▸ MATERIAL PROVIDED
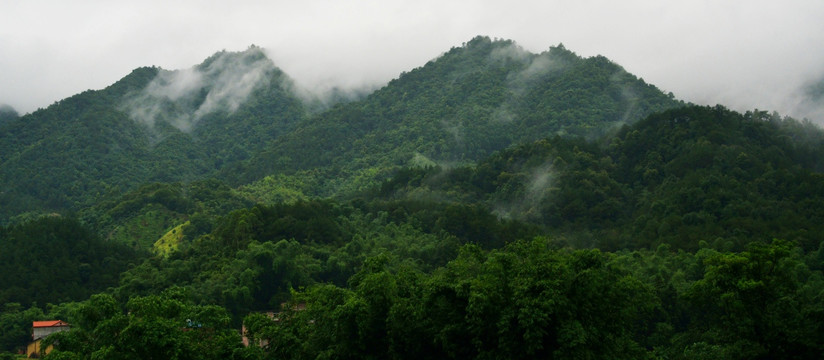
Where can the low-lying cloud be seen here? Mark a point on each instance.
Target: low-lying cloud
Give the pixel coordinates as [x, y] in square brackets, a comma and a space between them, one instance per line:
[182, 97]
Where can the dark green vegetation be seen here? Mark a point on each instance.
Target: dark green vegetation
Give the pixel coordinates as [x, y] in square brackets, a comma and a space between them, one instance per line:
[490, 204]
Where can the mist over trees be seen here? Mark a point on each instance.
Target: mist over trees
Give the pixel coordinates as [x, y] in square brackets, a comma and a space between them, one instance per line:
[492, 203]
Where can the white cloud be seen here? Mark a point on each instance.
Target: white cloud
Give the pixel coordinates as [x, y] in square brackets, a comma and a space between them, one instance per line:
[744, 54]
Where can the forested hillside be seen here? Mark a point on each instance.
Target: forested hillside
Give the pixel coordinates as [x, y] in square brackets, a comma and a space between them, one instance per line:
[473, 100]
[492, 203]
[152, 125]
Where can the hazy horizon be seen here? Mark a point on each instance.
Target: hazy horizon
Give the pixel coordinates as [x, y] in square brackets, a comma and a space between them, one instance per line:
[743, 55]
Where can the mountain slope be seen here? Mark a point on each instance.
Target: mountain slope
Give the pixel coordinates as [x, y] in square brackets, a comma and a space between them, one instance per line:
[152, 125]
[462, 106]
[678, 177]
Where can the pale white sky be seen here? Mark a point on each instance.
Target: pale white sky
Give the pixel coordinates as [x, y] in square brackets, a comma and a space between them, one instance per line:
[743, 54]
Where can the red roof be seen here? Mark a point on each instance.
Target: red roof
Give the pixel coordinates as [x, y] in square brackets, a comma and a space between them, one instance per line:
[49, 323]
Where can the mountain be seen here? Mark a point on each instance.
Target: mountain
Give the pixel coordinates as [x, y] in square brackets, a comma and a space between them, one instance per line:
[473, 100]
[152, 125]
[7, 114]
[677, 177]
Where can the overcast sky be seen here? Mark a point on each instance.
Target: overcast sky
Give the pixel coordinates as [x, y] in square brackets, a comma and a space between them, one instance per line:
[743, 54]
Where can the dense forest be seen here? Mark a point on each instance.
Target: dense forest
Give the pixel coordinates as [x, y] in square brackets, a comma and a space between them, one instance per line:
[492, 203]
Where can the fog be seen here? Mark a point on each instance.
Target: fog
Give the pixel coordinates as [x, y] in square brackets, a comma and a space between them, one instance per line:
[743, 54]
[222, 83]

▸ DIRECTIVE
Change "pixel coordinates" to "image coordinates" throughout all the records, keeping everything else the same. Leave out the pictures.

▸ ANSWER TO THE TASK
Where can the low-lying cloud be seen here? Mark a point on each instance.
Target: low-lying cloud
Give the image coordinates as [x, y] in square brackets, a comma and a space between them, one instance per line:
[182, 97]
Where can the dark green vegetation be seen here? Mark a point on each instance.
Target: dark green vegetation
Give the image coordinates as [x, y] in square brackets, a comma and a space between them, one instance per line:
[490, 204]
Where can the mist over trees be seen here? Mark a point on each instance.
Target: mist over trees
Give the image coordinates as [x, y] in square brackets, a comma and a space between them, one instance per line:
[492, 203]
Where can the white cloud be seen here? Mark a point on each instance.
Target: white cloud
Give the image coordinates as [x, y] in square brackets, a comma and a space between them, one instance per line:
[744, 54]
Where can the forested hillside be seen here? Mark a point on each instance.
Target: forested hillside
Give the image coordinates as [x, y] in square brackets, a comma and a space between them, one instance per line:
[473, 100]
[492, 203]
[152, 125]
Where can the hazy horizon be seen here? Mark a point on each instance.
Target: hazy horizon
Give the image coordinates as [x, y] in square brackets, a comma and a space between them, one instance per line:
[743, 55]
Where can the mountain slope be seen here? Mark a point on each instance.
Target: mountain slope
Give the image coordinates as [x, y] in square brackets, a comma and a space between them, one instance per line:
[152, 125]
[462, 106]
[678, 177]
Where can the pale white sky be seen here? Mark a point on each instance.
Target: pale white sky
Give the image coordinates as [x, y] in square brackets, a comma and a space between them, one instance per line:
[743, 54]
Where can the red roof be seen here? Mark a point on each instance.
Target: red roof
Give the image coordinates as [x, y] in square brackets, a comma and a space between them, one instance per line:
[49, 323]
Where can the mountain be seen here? Mark a point on each instance.
Target: mountain
Give the image coordinates as [x, y] in square brackets, a comma and a space between them, one instance per line:
[473, 100]
[152, 125]
[7, 114]
[677, 177]
Where can the overcast sky be seen here? Mark a point on each instance.
Target: overcast sky
Give the image coordinates as [x, y] in square brackets, a comma and a space between them, one instance per line:
[743, 54]
Where can the dense forest be seen here? Mark a point on each instance.
Target: dense forest
Give the image coordinates as [x, y] in square brackets, a comma and a space between them, one instance per line:
[492, 203]
Where can the fog be seen here? Mark a point on each instance.
Target: fog
Give the image coordinates as [x, y] in square brackets, a comma and a space between them, one instance per line:
[743, 54]
[222, 83]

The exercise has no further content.